[EXTRACT TO READ — start]

Few aware of cybersecurity issues

Released at: 15:47, 09/12/2015

Few aware of cybersecurity issues

ESET Vietnam Cyber-Savviness Report 2015 reveals low awareness in Vietnam of potential for cyber attacks.

by Hoai An

Vietnam has the lowest levels of cybersecurity awareness of six other Asia-Pacific countries, according to the ESET Vietnam Cyber-Savviness Report 2015 prepared by ESET, a global pioneer in proactive protection.

The survey polled 500 respondents in Vietnam to gain insights into attitudes, knowledge, and user behavior relating to cybersecurity. The findings were released at the 18th Association of Anti-Virus Researchers International Conference 2015, held recently in central Da Nang city.

Cyber-savviness is based on factors such as users’ knowledge or ability to understand activities that are likely to make them vulnerable online, risky behavior while surfing the web, and the proactive steps they can take to protect themselves online. 

Vietnam has low cyber security awareness and respondents do not take adequate preventive measures, the survey found, which could make them vulnerable to cyber threats. Eighty-seven per cent of users in the country worry about online threats while only 32 percent take the right steps to protect themselves.

“The ESET Vietnam Cyber-Savviness Report 2015 highlights that although internet users in Vietnam know certain actions can put them at risk or make them more vulnerable when online, it is not enough to stop them from making these mistakes,” said Mr. Parvinder Walia, Sales and Marketing Director of ESET Asia-Pacific.

“If users don’t take it upon themselves to ensure that they’re adequately protected they might unwittingly become the victim of a cyber-attack,” he said.

Vietnam came last in terms of cyber-savviness, behind Malaysia, Singapore, India, Thailand, Hong Kong (China) and Indonesia. 

Key survey results show that the majority of Vietnamese internet users have misconceptions about common cybersecurity issues, with people being unable to correctly answer questions such as the dangers of using free public wi-fi (59 per cent think it’s safe) and creating passwords using personal details (70 per cent think it’s safe). 

Sixty-two per cent of users also believe in the myth that a personal computer is more likely to be hacked than a mobile device, further highlighting a lack of awareness. 

Users in Vietnam worry most about the safety of sensitive information on their personal devices and protecting their devices from viruses. 

Worryingly, only around 30 per cent of users surveyed recognized the serious risks posed by common threats such as unsecured applications, spam emails, and banner advertisements, highlighting another serious knowledge gap that could be making them vulnerable to attack.

[EXTRACT TO READ — finish]
[DATA SECTION — start]

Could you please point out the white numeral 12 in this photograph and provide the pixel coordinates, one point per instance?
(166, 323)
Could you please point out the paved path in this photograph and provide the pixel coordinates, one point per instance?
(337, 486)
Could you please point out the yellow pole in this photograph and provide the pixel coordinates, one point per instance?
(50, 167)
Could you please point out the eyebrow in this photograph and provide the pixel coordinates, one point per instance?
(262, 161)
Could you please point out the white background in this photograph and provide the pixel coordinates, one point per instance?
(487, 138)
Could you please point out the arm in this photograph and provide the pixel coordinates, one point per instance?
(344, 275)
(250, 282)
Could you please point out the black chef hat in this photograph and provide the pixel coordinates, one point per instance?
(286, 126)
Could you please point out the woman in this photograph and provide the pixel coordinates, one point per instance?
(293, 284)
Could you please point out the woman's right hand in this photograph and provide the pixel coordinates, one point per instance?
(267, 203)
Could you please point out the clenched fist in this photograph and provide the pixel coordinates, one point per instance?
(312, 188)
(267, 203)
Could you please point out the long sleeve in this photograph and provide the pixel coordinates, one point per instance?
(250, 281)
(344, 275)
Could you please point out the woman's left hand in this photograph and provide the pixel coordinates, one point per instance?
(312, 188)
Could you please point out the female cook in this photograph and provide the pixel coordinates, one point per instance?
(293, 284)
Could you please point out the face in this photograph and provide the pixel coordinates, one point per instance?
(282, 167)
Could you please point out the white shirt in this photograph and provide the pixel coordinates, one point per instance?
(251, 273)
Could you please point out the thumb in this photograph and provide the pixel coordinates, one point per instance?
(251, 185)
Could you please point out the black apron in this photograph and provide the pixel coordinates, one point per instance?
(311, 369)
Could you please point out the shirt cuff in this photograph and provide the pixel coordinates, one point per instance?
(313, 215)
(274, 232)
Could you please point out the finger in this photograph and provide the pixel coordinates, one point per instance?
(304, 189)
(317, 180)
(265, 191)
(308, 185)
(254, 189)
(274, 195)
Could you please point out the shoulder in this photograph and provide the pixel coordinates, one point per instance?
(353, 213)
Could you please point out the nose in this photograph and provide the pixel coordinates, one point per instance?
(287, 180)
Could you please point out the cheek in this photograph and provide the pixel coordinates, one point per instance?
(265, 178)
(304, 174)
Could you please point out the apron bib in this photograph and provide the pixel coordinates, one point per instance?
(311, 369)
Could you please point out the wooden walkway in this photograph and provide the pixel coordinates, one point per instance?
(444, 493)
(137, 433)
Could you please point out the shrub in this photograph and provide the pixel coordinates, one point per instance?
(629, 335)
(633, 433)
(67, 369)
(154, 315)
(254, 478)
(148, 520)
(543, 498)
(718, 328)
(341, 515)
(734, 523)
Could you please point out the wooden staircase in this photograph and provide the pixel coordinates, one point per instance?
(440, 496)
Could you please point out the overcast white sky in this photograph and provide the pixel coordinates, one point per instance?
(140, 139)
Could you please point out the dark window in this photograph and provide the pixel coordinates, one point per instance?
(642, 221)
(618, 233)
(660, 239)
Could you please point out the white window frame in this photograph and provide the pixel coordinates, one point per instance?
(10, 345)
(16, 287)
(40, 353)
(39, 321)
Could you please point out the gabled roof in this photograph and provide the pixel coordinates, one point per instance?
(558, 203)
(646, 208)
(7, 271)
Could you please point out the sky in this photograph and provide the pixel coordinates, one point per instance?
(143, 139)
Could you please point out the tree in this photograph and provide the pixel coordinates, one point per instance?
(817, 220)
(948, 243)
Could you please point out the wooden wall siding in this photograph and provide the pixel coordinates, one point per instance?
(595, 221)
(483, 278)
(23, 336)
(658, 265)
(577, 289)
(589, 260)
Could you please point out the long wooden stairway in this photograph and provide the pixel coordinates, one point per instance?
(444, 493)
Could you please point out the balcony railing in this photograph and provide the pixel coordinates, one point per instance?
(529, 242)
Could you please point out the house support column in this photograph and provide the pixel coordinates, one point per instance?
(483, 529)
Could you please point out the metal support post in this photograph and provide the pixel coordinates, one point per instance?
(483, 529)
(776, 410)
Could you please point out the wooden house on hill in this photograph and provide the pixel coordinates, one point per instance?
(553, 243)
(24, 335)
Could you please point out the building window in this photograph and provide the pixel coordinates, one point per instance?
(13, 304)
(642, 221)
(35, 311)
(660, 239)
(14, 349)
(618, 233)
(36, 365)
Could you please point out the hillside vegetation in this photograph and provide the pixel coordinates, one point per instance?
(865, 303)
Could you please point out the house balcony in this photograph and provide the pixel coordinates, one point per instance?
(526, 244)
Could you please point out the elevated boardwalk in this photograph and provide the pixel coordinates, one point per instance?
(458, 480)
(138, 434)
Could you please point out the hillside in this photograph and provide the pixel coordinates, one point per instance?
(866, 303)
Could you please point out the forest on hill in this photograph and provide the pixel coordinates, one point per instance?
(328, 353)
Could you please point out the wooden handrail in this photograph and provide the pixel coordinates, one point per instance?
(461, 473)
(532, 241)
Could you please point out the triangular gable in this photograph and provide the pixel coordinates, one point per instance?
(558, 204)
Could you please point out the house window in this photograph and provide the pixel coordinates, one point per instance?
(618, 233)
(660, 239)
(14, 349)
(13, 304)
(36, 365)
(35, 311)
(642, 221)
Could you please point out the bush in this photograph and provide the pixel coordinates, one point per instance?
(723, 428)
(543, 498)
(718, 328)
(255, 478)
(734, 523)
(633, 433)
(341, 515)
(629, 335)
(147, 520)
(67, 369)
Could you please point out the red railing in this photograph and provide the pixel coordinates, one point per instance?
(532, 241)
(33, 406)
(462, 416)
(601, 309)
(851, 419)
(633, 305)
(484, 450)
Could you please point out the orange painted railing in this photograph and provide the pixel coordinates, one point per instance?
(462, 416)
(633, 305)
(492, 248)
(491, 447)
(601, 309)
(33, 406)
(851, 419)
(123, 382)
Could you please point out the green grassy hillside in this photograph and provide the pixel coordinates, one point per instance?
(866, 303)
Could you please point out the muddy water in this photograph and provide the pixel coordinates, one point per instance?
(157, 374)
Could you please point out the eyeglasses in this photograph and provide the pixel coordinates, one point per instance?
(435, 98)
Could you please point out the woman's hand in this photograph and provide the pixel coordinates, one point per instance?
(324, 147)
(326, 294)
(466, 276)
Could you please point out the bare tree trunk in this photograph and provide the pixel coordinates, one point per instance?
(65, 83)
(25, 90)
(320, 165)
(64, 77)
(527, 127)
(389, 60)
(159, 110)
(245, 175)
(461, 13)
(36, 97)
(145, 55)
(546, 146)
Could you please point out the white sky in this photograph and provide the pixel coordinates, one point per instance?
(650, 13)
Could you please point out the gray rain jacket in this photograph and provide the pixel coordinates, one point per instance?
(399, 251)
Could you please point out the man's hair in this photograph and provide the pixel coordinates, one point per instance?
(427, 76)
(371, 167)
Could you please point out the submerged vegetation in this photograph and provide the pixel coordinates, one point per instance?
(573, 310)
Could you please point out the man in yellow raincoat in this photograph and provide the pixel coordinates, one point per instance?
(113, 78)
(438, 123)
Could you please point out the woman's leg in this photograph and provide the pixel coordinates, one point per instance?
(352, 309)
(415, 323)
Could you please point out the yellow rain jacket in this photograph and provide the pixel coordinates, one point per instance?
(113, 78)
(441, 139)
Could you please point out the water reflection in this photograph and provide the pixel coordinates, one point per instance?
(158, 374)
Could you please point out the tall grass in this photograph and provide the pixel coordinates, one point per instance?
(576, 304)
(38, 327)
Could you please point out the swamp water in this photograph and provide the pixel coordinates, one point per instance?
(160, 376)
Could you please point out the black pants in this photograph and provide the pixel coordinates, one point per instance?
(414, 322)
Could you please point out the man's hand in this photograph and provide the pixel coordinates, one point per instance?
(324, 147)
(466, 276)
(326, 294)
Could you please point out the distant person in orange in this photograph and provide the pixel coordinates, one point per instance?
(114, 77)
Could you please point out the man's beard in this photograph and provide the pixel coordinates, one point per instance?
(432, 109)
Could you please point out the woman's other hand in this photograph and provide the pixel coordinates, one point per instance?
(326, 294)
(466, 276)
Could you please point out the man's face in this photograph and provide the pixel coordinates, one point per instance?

[DATA SECTION — finish]

■ **WHAT THE TASK ASKS**
Rewrite the stretch of the article on cybersecurity awareness in Vietnam from "Vietnam has the" through "in proactive protection.", substituting "weakest" for "lowest". You won't need the material for this.

■ **YOUR RESPONSE**
Vietnam has the weakest levels of cybersecurity awareness of six other Asia-Pacific countries, according to the ESET Vietnam Cyber-Savviness Report 2015 prepared by ESET, a global pioneer in proactive protection.